» Exercise
Search the entries for the word "black". Copy each line in which it is found.

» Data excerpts
*** Begin section ***
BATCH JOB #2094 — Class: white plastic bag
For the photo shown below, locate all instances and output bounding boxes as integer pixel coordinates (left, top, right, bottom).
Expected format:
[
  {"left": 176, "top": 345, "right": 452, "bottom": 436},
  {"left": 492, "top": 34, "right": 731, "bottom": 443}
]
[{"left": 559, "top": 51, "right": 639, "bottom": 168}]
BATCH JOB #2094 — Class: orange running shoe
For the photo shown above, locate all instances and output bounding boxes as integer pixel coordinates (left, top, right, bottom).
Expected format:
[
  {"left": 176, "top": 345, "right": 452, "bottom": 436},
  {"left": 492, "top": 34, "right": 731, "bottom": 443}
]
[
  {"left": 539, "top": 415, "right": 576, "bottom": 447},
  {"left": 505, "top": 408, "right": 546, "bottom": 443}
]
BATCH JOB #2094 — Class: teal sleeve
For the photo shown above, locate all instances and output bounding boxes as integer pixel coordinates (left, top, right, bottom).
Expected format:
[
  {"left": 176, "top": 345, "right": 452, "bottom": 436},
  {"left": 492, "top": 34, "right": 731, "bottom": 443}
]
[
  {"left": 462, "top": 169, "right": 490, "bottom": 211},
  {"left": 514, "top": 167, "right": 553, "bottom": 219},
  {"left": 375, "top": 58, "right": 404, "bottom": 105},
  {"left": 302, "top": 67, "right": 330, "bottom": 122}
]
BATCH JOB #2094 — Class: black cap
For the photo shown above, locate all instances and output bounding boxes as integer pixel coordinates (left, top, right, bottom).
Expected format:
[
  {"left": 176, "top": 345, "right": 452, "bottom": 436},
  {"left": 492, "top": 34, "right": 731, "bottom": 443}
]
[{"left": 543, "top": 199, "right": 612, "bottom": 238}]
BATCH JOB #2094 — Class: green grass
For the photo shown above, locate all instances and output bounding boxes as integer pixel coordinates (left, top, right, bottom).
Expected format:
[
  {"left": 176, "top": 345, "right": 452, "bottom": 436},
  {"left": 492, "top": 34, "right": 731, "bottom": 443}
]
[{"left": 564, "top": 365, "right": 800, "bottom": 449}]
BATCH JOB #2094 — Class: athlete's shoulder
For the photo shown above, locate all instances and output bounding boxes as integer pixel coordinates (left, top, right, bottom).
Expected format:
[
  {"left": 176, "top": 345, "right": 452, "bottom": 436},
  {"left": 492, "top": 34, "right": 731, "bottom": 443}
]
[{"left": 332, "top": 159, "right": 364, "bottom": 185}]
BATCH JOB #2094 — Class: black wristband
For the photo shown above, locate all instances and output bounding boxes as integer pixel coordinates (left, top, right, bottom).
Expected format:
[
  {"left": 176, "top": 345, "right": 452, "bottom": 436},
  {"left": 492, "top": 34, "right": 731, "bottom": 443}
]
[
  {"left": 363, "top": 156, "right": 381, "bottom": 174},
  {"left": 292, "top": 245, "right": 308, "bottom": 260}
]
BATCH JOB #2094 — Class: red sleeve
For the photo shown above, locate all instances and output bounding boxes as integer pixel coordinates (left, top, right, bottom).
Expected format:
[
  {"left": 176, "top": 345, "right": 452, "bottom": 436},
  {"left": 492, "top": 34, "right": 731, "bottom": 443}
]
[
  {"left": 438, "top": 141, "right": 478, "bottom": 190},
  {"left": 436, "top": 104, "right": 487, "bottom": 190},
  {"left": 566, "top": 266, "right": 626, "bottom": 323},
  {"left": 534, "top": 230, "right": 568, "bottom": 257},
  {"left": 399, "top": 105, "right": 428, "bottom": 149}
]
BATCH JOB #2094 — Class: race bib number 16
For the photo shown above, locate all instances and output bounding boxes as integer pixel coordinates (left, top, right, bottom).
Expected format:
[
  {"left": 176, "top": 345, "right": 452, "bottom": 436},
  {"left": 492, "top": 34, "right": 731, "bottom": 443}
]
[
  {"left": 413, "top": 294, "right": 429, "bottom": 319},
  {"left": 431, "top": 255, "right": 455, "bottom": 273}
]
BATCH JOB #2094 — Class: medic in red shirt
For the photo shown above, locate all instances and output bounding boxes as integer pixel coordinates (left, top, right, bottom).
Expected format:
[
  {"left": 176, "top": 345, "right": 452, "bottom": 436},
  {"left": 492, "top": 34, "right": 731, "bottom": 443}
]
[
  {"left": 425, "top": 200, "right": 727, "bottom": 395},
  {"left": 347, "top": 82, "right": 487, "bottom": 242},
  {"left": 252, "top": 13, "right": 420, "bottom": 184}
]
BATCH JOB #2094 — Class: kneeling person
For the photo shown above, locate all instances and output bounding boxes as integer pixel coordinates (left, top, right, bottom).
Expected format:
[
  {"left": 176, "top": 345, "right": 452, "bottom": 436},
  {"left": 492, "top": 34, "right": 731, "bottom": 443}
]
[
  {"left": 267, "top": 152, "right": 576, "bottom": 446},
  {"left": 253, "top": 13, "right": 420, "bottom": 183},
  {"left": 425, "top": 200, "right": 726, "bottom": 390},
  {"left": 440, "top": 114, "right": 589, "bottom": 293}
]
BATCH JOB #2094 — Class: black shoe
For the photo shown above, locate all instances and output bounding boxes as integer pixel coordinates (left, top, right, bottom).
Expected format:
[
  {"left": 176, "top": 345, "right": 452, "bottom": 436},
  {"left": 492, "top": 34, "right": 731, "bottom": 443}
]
*** End section ***
» Task answer
BATCH JOB #2094 — Class: black cap
BATCH JOB #2094 — Class: black wristband
BATCH JOB #2094 — Class: black shoe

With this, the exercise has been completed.